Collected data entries
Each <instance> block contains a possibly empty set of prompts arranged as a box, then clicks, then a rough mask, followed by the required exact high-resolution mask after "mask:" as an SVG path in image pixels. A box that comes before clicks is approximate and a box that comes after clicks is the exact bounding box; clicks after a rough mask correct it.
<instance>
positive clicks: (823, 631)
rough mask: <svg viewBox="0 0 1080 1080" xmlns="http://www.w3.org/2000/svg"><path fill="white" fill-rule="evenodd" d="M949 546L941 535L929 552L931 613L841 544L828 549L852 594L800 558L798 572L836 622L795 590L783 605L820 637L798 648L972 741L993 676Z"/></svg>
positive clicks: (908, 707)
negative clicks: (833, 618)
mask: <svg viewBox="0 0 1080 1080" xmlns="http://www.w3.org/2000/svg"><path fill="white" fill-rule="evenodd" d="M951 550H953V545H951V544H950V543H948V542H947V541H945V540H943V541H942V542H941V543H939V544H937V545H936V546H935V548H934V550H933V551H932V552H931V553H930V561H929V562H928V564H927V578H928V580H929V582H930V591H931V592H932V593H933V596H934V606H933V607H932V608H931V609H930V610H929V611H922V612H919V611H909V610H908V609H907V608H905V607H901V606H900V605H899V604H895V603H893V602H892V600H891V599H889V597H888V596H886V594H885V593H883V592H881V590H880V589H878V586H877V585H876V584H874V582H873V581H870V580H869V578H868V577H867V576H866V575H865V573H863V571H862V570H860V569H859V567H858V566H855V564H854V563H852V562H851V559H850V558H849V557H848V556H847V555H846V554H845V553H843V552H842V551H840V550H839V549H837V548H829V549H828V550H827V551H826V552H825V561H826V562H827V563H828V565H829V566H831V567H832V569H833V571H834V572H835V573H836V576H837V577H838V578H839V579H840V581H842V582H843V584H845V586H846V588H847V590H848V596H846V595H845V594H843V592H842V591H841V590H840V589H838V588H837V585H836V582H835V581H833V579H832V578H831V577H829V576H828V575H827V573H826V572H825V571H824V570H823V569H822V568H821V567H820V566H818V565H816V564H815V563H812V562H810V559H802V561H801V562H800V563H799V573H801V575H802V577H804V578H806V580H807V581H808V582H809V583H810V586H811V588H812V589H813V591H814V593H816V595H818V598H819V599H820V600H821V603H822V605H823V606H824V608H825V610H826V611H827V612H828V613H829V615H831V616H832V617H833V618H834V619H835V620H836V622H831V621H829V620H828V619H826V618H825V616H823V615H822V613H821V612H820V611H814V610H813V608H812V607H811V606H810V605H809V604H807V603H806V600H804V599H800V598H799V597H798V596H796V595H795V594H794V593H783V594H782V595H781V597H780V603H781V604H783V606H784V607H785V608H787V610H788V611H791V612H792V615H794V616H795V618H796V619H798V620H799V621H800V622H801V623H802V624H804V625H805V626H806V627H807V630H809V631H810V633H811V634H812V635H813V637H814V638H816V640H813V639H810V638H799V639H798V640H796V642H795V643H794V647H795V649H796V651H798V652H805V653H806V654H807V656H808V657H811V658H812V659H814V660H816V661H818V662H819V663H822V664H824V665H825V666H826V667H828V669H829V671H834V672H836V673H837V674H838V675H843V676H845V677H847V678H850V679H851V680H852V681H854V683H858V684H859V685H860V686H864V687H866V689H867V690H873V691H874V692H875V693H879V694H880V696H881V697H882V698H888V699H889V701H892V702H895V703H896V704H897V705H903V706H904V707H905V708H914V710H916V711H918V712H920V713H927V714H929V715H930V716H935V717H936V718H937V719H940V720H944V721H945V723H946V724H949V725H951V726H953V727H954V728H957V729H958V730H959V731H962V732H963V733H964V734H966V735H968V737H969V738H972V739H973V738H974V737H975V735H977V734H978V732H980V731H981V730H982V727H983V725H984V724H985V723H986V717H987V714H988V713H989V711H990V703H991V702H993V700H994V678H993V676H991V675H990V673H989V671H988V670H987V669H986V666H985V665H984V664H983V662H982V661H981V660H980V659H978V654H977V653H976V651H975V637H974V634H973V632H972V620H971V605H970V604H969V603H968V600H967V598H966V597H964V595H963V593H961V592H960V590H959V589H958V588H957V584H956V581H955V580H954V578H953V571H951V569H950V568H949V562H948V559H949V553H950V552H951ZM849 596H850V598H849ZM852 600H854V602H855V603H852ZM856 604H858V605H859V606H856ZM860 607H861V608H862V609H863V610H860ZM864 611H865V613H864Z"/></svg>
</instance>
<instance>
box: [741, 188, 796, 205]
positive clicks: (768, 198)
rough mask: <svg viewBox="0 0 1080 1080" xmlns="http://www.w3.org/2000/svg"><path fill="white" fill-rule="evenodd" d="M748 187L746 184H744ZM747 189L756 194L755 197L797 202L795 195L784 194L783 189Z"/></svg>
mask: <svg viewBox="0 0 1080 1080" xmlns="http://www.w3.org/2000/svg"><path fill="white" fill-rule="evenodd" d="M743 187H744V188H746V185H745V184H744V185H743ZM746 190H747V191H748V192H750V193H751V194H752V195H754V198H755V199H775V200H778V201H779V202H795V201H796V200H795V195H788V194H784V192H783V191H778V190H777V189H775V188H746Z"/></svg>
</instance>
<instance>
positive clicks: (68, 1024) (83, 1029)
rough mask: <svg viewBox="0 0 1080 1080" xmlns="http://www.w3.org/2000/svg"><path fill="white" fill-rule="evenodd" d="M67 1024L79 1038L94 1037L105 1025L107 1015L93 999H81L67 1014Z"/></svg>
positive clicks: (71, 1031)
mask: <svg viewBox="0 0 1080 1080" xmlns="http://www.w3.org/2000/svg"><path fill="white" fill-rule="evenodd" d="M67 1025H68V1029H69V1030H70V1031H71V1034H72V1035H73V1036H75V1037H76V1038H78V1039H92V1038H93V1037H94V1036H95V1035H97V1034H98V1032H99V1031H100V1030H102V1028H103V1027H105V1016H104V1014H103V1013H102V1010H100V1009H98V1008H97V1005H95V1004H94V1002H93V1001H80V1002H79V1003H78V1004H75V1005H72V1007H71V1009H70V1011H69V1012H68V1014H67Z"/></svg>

§ **Exercise description**: Can you render the records, from the start through the line containing "positive clicks: (823, 631)", as a Markdown table with the columns Number and Text, leaving out any blank lines?

§ **Expected answer**:
| Number | Text |
|---|---|
| 1 | Each <instance> block contains a possibly empty set of prompts arranged as a box, then clicks, then a rough mask, followed by the required exact high-resolution mask after "mask:" as an SVG path in image pixels. A box that comes before clicks is approximate and a box that comes after clicks is the exact bounding box; clicks after a rough mask correct it. |
| 2 | <instance> |
| 3 | positive clicks: (823, 631) |